→ LIST OF TASKS
• a. Please answer these questions using the automation guide:
(i) What confidence threshold does it suggest trying in place of 0.95?
(ii) Which file in the lib folder handles Tesseract OCR?
(iii) How many unit tests does the validation checklist list?
• b. Return the stretch of the automation guide from "MIT License. See" through "(Core click/type/drag actions)", copied word for word.

--- DOCUMENT SEGMENT ---

Image recognition not finding template

  • Ensure template image exists and is correct format (PNG, JPG)
  • Try lower confidence threshold (e.g., 0.85 instead of 0.95)
  • Use find_image_multiscale to detect at different scales

Actions blocked by safe mode

This is intentional. To run dangerous actions:

action: set_safe_mode
params:
  enabled: false

Then execute your action. Re-enable safe mode immediately after:

action: set_safe_mode
params:
  enabled: true

📄 License

MIT License. See LICENSE file.


📚 Files Structure

desktop-automation-ultra-local/
├── SKILL.md                          (This file)
├── requirements.txt                  (Python dependencies)
├── lib/
│   ├── actions.py                   (Core click/type/drag actions)
│   ├── image_recognition.py         (OpenCV template matching)
│   ├── ocr_engine.py                (Tesseract OCR)
│   ├── macro_player.py              (Record/playback macros)
│   ├── safety_manager.py            (Safe mode, blocking)
│   └── utils.py                     (Logging, helpers)
├── scripts/
│   └── test_automation.py           (Unit tests)
└── recorded_macro/                  (Output: saved macros)

Validation Checklist

  • [x] All modules have proper error handling
  • [x] Thread safety implemented (locks)
  • [x] Safe mode enabled by default
  • [x] Dry-run mode on all actions
  • [x] Comprehensive logging
  • [x] Unit tests (13 tests)
  • [x] UTF-8 encoding for all text
  • [x] No hardcoded paths (uses expanduser)
  • [x] Graceful fallbacks for missing dependencies
  • [x] Documentation complete

Status: PRODUCTION READY


Last updated: 2026-03-15 Version: 2.0.0

--- SOURCE MATERIAL ---

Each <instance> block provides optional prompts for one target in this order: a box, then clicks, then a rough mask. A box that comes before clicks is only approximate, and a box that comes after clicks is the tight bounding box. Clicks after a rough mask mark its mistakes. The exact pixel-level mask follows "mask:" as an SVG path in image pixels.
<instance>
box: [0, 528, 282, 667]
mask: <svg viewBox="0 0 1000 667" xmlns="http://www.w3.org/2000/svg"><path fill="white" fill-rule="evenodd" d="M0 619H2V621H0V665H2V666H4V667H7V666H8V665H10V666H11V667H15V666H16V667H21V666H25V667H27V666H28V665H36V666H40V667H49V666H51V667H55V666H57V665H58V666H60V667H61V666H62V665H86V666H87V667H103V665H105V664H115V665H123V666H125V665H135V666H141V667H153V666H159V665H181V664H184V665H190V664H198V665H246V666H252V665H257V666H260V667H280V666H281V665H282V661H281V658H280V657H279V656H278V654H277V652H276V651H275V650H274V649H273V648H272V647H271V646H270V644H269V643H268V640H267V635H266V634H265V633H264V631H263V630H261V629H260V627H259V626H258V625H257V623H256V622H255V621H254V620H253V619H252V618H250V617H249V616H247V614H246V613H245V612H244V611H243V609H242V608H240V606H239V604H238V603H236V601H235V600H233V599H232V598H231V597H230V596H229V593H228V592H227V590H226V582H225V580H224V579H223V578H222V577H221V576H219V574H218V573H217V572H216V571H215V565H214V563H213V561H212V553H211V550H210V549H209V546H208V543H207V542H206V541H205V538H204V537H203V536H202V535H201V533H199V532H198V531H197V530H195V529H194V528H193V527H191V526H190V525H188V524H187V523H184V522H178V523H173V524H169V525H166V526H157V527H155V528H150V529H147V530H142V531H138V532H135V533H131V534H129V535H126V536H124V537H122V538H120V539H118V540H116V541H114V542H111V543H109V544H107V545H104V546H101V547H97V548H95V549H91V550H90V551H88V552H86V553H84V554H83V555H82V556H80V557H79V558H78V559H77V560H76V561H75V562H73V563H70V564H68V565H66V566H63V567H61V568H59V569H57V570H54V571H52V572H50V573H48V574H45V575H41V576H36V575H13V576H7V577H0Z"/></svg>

---

→ OUTPUTS IN ORDER
• a.
(i) 0.85
(ii) ocr_engine.py
(iii) 13

• b.
MIT License. See LICENSE file.


📚 Files Structure

desktop-automation-ultra-local/
├── SKILL.md                          (This file)
├── requirements.txt                  (Python dependencies)
├── lib/
│   ├── actions.py                   (Core click/type/drag actions)